**Work request**
Tally the lines of the listing that contain the word "bbox", then give the total and nothing else.
============
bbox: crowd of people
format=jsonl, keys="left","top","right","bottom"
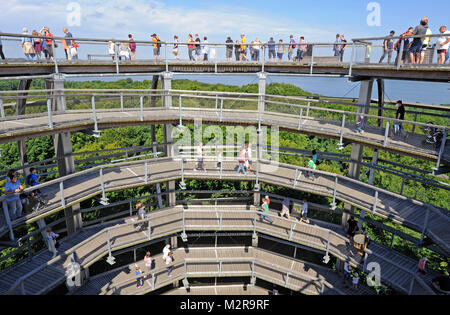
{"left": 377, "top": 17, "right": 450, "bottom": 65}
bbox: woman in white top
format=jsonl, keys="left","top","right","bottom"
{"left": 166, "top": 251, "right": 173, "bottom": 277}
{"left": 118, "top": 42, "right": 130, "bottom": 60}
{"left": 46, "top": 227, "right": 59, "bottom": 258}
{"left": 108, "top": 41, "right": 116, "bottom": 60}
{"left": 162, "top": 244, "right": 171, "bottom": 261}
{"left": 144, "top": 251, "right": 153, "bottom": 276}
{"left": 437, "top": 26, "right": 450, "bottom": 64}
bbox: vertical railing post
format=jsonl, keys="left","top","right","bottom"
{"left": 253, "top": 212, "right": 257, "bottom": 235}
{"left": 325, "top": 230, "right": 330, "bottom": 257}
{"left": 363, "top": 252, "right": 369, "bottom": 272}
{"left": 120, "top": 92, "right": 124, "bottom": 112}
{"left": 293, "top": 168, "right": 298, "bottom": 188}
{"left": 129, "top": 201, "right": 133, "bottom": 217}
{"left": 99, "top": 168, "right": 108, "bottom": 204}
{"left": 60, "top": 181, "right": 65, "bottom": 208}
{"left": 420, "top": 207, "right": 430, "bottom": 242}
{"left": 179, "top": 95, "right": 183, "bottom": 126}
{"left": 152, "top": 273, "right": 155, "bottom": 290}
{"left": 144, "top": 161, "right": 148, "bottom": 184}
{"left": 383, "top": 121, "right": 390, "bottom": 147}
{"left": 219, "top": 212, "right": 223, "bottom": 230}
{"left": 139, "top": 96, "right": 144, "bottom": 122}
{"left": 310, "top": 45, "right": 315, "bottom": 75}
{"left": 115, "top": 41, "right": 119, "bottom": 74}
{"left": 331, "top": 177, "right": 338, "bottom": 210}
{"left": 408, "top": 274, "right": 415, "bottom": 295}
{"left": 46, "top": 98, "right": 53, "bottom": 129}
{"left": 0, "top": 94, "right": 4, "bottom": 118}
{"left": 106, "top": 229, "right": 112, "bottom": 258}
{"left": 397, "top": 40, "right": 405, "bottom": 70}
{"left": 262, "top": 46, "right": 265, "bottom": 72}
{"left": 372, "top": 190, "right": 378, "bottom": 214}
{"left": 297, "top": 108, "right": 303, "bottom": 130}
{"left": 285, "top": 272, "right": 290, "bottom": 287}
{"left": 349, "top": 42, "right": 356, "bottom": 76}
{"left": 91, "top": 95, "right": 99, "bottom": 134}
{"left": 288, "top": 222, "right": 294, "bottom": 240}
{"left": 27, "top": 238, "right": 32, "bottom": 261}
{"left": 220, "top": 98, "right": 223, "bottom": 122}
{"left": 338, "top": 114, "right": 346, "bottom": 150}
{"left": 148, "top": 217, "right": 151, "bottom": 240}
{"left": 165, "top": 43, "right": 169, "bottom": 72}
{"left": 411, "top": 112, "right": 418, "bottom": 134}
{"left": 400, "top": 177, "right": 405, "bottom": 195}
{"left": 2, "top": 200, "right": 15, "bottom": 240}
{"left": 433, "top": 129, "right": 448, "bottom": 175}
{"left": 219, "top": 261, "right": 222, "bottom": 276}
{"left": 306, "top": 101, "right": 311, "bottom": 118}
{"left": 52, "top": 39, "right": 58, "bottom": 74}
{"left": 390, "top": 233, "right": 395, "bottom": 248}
============
**Problem solution**
3